Opdracht 1: In welke maanden zijn de kleine slakjes in Sevilla volgens het tekstfragment over Spaanse lekkernijen overal verkrijgbaar?

Tekstfragment:
--------

Know before you go: 8x Spaanse lekkernijen die je misschien wilt vermijden
Vind je paella al exotisch? Leer dan even onderstaande Spaanse gerechten uit je hoofd. Want voor je het weet heb je stierenballen, varkensoren en hanenkammen op je bord. Thank us later!
Criadillas
Stierenballen. Voor Ferdinand de Katholieke (1452-1516) de viagra van zijn tijd. Hij verslond ze om zijn jonge tweede bruid seksueel bij te kunnen benen. Dat ze die werking hebben is wetenschappelijk niet bewezen. Maar weet je, probeer het zelf. In het noorden van Spanje worden ze als tapa geserveerd, met een pittige vinaigrette.
Caracoles
Gek eigenlijk dat Frankrijk er altijd met de slakken-eer vandoor gaat, want juist en vooral in Spanje zijn ze enorm in trek. Vooral het noorden staat bekend om de slakkenbereiding, maar in het zuidelijke Sevilla kunnen ze er ook wat van. In mei en juni zijn de kleine slakjes er overal verkrijgbaar: gekookt in een pan met water waaraan zakjes kruiden zijn toegevoegd. Traditioneel bestel je er een koud glas bier bij. Zo moet het wel lukken, toch?
Crestas de gallo
Hanenkammen dus. Het is hier een delicatesse van jewelste. Je vindt ze overwegend in de omgeving van Cuenca en Zamora waar de kraakbeenachtige kammen meestal in een stoofpotje verdwijnen. Ze blijven er daarin altijd uitzien als hanenkammen, wat wel zo eerlijk is, maar ook, ehm, zo afstotend.

--------

Opdracht 2: Filter de vermeldingen hieronder en neem elke regel over waarin het woord "blue" voorkomt.

Aangeleverde vermeldingen:
--------

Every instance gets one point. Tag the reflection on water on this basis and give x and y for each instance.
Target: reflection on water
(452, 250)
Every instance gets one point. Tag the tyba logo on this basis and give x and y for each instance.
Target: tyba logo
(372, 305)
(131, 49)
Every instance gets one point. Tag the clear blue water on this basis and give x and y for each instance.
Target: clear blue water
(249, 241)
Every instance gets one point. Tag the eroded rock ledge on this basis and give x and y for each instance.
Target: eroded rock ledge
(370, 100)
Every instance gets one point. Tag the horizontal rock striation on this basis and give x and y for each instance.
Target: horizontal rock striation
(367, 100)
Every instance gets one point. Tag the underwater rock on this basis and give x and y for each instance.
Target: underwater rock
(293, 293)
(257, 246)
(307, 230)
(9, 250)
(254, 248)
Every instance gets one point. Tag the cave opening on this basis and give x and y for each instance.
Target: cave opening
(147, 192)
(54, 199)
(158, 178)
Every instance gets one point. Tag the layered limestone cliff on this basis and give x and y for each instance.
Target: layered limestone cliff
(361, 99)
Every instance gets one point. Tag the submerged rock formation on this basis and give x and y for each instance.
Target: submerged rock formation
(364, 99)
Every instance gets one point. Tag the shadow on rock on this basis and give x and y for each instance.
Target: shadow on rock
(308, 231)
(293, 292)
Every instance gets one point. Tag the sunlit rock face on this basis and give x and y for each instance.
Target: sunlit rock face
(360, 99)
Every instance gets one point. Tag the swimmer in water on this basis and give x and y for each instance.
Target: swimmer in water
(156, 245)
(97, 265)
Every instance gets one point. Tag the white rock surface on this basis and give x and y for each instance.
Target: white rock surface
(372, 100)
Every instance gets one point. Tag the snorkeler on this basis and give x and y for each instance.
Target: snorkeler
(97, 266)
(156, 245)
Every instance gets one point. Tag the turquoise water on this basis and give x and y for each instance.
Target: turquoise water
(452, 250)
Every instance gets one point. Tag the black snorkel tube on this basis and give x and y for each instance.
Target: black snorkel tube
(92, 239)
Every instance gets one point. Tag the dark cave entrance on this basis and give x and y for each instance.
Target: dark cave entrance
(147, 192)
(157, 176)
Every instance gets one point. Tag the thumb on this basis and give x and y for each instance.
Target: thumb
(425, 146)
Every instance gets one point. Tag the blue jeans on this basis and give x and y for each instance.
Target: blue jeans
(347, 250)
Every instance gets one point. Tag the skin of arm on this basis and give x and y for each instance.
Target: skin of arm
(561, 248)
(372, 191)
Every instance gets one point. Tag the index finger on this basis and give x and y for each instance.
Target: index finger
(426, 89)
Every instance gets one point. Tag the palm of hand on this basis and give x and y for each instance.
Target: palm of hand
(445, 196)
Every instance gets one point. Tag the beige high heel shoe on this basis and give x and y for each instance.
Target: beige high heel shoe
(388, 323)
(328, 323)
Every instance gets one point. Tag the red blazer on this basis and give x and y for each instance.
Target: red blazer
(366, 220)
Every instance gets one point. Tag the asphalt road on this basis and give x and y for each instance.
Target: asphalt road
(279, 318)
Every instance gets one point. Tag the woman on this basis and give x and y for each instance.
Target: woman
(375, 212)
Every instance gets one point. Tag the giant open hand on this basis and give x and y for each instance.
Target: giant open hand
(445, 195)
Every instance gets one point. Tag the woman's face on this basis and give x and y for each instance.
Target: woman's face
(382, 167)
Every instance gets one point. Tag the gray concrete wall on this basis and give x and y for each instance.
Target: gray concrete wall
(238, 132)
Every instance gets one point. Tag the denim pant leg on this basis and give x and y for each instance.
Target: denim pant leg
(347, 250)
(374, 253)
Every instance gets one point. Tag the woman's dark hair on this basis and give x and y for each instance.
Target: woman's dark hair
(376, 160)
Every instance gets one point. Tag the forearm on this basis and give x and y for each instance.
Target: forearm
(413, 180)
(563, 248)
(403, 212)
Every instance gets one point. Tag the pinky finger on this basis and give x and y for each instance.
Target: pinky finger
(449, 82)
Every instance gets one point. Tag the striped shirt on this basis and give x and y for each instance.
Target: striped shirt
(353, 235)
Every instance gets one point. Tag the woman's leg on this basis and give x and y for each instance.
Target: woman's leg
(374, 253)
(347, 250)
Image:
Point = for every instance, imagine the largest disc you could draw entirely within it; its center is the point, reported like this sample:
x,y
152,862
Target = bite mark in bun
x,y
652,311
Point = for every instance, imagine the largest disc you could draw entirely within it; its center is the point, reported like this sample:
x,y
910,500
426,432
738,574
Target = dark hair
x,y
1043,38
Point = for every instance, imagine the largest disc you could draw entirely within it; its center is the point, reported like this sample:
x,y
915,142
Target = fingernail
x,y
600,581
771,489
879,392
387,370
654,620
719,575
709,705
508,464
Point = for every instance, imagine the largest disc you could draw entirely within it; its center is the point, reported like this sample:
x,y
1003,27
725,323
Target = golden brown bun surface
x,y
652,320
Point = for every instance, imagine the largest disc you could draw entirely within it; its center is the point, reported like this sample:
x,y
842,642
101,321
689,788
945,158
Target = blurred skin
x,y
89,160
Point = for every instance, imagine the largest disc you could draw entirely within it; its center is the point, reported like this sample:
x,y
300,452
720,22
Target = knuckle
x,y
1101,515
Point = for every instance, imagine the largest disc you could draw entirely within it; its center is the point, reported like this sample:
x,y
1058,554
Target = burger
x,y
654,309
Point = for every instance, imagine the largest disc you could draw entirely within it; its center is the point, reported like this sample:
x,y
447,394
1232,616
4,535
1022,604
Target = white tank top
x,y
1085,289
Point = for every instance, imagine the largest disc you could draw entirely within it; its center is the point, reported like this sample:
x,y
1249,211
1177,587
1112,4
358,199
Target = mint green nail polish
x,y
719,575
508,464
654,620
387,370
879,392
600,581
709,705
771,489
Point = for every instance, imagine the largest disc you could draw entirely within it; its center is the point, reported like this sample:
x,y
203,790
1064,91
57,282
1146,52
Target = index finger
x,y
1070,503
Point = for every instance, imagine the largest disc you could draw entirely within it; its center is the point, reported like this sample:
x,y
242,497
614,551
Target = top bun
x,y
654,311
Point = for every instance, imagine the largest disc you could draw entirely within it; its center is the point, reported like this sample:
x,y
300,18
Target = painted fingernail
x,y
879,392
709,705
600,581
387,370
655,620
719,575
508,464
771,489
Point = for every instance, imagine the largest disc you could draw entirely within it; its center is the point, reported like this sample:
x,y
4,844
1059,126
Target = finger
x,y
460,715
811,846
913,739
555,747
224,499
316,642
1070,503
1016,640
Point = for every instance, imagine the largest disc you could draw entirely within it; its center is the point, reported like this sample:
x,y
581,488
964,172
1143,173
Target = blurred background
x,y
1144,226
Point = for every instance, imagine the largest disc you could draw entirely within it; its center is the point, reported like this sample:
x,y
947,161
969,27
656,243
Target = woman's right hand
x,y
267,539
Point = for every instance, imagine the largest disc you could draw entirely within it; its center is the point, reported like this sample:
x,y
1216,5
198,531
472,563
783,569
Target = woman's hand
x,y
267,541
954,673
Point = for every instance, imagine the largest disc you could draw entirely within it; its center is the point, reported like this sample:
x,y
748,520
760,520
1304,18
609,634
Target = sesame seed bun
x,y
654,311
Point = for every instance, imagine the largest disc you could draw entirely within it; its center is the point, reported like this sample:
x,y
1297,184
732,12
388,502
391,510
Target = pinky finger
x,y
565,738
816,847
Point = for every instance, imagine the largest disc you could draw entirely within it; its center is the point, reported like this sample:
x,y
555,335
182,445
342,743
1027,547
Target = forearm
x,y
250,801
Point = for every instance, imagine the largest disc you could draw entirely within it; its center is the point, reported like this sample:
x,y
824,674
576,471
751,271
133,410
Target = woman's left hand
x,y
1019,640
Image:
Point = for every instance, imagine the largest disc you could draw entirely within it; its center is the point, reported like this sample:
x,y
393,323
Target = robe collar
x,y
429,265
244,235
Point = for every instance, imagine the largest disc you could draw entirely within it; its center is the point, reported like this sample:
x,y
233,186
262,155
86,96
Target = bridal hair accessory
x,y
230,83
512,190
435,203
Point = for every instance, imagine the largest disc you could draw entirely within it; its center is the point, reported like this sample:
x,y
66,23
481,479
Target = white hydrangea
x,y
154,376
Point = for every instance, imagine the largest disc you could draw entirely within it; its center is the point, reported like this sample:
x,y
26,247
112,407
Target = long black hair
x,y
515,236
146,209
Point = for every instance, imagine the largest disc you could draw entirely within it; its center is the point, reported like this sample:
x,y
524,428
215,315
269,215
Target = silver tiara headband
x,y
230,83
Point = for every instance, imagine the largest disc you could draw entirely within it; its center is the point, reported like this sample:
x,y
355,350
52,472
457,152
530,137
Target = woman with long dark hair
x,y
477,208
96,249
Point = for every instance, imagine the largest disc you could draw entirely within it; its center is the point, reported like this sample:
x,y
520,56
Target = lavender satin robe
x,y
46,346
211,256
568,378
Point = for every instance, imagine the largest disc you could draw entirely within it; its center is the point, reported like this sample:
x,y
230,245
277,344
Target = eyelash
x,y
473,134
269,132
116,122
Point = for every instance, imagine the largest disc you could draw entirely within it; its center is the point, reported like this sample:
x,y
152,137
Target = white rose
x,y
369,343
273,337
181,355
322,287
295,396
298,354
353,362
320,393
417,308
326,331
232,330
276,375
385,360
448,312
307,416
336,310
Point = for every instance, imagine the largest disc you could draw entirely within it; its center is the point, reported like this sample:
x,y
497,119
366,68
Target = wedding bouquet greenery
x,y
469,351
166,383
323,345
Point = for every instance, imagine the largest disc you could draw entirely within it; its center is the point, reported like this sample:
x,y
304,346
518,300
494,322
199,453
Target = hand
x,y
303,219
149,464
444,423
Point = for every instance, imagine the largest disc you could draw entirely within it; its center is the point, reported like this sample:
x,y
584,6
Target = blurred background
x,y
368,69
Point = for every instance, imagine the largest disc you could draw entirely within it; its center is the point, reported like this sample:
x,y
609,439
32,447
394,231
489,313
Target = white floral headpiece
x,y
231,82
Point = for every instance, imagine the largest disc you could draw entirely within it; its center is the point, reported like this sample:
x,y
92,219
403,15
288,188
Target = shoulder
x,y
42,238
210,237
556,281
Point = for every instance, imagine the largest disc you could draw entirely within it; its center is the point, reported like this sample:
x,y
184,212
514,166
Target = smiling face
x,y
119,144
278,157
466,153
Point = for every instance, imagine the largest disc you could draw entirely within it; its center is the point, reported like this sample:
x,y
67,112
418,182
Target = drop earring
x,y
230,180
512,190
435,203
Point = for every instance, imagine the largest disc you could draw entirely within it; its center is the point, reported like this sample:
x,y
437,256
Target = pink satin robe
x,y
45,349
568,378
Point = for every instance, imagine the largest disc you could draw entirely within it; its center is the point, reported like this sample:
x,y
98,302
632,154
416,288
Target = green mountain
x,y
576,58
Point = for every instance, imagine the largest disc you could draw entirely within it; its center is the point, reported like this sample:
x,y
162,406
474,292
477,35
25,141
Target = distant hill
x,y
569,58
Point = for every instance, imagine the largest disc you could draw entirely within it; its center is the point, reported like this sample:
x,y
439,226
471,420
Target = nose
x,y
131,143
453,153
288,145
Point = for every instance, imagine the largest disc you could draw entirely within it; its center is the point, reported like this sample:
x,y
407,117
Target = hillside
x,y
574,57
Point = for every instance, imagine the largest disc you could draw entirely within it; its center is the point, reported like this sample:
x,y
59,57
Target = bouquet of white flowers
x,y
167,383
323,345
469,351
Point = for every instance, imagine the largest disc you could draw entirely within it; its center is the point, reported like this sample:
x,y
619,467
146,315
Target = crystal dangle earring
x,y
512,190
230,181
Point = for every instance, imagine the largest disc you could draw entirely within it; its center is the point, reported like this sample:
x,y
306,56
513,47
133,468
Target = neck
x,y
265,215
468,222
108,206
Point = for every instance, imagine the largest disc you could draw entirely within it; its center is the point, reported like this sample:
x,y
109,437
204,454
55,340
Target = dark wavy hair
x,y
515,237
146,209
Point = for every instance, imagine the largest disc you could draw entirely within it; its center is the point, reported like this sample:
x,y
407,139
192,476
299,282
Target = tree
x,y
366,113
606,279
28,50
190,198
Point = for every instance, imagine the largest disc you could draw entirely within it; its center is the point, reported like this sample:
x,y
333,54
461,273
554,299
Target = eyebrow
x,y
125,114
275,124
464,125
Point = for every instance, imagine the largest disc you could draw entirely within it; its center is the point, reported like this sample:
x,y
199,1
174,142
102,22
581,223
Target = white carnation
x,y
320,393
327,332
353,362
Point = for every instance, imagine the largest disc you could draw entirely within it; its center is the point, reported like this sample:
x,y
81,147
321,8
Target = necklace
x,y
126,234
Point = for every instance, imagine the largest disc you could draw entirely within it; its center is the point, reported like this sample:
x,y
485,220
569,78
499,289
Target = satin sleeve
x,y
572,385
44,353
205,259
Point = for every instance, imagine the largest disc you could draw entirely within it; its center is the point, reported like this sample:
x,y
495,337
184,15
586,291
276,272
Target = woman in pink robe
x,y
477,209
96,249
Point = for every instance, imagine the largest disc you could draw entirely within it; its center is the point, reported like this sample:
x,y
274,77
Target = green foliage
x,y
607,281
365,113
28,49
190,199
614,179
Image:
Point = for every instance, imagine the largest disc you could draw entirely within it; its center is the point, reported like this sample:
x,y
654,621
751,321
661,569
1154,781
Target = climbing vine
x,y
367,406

--------

Antwoord 1: In mei en juni.

Antwoord 2:
Every instance gets one point. Tag the clear blue water on this basis and give x and y for each instance.
Target: clear blue water
Every instance gets one point. Tag the blue jeans on this basis and give x and y for each instance.
Target: blue jeans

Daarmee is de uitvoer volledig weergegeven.